§ **Task statement**
Please keep to the lines below from the one with "Objective: detect curly" through the one with "Objective: detect black wall-mounted", and restate them word for word, ends included.

Dataset items:
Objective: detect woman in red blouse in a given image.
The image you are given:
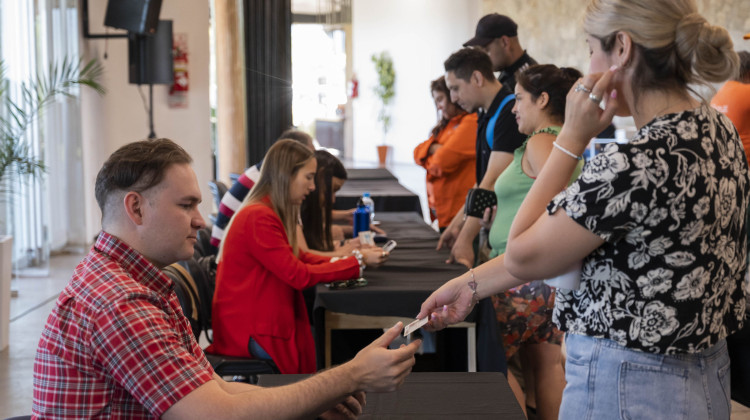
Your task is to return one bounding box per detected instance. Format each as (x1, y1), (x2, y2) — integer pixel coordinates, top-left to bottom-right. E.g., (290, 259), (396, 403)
(211, 140), (385, 374)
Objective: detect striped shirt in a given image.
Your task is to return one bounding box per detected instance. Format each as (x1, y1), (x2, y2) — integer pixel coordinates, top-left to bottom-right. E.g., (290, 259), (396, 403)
(32, 232), (214, 419)
(209, 163), (262, 248)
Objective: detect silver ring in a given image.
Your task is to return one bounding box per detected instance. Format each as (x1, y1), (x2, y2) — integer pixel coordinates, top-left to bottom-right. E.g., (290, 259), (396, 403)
(588, 92), (602, 103)
(574, 83), (592, 94)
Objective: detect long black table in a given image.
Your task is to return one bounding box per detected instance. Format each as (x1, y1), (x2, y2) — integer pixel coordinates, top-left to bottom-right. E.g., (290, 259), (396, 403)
(257, 372), (525, 419)
(315, 213), (465, 318)
(313, 212), (505, 373)
(334, 174), (422, 216)
(345, 167), (398, 181)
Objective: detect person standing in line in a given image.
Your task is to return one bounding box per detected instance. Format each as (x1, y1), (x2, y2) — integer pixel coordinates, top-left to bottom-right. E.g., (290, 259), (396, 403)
(439, 48), (526, 268)
(463, 13), (537, 91)
(420, 0), (745, 418)
(438, 14), (537, 258)
(414, 76), (477, 231)
(481, 64), (582, 419)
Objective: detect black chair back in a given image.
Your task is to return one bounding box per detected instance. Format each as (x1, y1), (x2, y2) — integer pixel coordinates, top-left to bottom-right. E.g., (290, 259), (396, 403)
(167, 255), (279, 382)
(193, 227), (217, 258)
(163, 263), (202, 341)
(207, 180), (228, 211)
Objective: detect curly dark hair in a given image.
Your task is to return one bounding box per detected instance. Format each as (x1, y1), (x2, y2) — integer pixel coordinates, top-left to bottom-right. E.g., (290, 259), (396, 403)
(515, 64), (583, 123)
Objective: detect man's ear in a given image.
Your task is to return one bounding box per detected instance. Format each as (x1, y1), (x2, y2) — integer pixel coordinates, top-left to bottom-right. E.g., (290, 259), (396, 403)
(500, 36), (510, 50)
(123, 191), (146, 225)
(470, 70), (484, 87)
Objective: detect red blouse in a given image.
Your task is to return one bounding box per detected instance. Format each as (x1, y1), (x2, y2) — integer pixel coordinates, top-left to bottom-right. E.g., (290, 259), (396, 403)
(209, 197), (360, 373)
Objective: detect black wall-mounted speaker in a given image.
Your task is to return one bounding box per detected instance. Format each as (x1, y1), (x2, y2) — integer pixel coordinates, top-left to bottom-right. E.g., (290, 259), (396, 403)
(104, 0), (163, 35)
(128, 20), (173, 85)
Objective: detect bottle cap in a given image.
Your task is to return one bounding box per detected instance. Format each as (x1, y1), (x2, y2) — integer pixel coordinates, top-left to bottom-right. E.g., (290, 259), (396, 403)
(363, 192), (371, 197)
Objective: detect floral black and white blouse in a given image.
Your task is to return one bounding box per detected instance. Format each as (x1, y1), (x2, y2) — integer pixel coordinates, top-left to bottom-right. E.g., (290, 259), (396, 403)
(549, 105), (749, 354)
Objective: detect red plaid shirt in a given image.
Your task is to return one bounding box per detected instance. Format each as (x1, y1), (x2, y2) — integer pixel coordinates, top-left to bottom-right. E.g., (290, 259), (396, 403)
(32, 232), (214, 419)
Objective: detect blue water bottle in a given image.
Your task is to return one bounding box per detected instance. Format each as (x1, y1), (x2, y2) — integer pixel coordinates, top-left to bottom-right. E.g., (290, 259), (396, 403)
(353, 199), (371, 237)
(361, 192), (375, 223)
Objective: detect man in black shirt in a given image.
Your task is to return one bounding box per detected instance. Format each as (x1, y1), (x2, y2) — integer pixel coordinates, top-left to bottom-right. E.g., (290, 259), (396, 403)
(439, 48), (525, 268)
(463, 13), (537, 91)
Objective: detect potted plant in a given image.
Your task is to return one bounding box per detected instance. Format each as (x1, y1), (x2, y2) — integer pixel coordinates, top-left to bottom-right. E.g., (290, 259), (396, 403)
(371, 51), (395, 166)
(0, 57), (104, 351)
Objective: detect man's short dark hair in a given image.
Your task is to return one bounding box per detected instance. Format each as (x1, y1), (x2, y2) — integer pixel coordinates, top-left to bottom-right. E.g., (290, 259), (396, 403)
(444, 48), (496, 82)
(95, 138), (192, 218)
(278, 128), (313, 147)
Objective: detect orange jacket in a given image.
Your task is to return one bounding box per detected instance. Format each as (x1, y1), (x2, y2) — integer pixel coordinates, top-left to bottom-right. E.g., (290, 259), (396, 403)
(711, 80), (750, 165)
(414, 113), (477, 228)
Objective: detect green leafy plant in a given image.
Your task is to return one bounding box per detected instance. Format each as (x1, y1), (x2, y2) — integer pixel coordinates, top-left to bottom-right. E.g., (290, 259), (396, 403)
(0, 57), (104, 197)
(371, 51), (395, 142)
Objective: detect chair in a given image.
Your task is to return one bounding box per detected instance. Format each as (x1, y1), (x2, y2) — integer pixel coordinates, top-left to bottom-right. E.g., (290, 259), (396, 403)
(193, 226), (216, 258)
(229, 172), (241, 185)
(207, 180), (228, 212)
(165, 257), (278, 383)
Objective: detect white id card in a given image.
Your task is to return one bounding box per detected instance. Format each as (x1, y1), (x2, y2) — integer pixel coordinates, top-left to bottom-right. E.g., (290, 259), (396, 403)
(403, 317), (428, 336)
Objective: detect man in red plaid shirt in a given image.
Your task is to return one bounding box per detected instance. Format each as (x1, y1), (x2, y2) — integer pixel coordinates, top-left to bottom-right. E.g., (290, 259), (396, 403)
(32, 138), (420, 419)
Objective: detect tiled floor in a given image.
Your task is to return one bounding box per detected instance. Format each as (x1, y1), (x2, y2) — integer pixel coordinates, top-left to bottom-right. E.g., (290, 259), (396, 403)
(2, 162), (750, 418)
(1, 252), (84, 419)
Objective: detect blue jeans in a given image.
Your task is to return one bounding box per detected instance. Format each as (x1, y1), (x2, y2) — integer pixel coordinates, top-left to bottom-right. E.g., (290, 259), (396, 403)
(560, 334), (731, 420)
(248, 337), (272, 360)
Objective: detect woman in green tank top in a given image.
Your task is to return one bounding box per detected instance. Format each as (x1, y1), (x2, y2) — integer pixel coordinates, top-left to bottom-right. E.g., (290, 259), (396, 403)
(480, 64), (583, 420)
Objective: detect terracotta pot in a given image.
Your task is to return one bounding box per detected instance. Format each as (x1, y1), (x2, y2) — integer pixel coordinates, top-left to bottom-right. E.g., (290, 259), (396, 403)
(377, 145), (391, 167)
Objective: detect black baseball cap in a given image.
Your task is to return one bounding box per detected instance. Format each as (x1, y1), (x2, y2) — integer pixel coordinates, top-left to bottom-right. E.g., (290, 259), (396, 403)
(463, 14), (518, 47)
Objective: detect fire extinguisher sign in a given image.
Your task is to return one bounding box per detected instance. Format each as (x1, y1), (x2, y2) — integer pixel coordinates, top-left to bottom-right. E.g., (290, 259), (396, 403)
(169, 33), (189, 108)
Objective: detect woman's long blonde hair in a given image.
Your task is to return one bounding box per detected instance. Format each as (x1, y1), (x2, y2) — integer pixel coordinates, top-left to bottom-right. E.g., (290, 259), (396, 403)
(218, 139), (314, 261)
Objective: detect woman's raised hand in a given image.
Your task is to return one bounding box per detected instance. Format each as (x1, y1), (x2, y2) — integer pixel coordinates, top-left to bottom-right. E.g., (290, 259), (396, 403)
(560, 66), (620, 148)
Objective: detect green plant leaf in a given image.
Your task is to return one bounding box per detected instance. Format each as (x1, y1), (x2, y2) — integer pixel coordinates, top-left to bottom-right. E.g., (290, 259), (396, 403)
(0, 57), (105, 197)
(371, 51), (396, 141)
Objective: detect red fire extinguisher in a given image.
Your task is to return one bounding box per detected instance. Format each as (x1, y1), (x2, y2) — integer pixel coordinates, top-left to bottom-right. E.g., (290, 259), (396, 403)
(348, 73), (359, 99)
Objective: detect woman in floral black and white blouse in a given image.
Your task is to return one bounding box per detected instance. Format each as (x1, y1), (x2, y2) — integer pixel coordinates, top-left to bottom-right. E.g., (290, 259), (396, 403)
(419, 0), (747, 417)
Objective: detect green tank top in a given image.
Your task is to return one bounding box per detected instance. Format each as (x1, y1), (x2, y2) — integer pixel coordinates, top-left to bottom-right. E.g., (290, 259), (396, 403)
(488, 126), (583, 258)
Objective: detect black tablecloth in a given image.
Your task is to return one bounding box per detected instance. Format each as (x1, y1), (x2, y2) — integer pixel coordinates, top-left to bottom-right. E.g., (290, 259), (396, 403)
(257, 372), (525, 419)
(315, 212), (466, 318)
(334, 179), (422, 216)
(346, 167), (398, 181)
(313, 212), (505, 372)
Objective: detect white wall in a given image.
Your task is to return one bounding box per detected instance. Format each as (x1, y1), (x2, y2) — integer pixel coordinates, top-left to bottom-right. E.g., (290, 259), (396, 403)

§ **Task solution**
Objective: detect curly dark hair in a given image.
Your task is to return one bounding box per detected instance. Format each as (x1, y1), (x2, y2) — integer pixel coordinates, top-left to bottom-right. E.g., (290, 259), (396, 403)
(515, 64), (583, 123)
Objective: detect man's ear in a given image.
Your task is to return one bounding box per detected instance. Format each as (x1, y1), (x2, y2) — integer pixel coordinates, top-left to bottom-right. E.g., (290, 259), (396, 403)
(500, 36), (510, 50)
(123, 191), (146, 225)
(470, 70), (484, 87)
Objective: detect red blouse in a given image.
Your task is to return one bounding box per detected instance. Format each as (x1, y1), (x2, y2) — integer pixel coordinates, top-left to bottom-right. E.g., (290, 259), (396, 403)
(209, 197), (360, 373)
Objective: detect black wall-mounted speaker in a given image.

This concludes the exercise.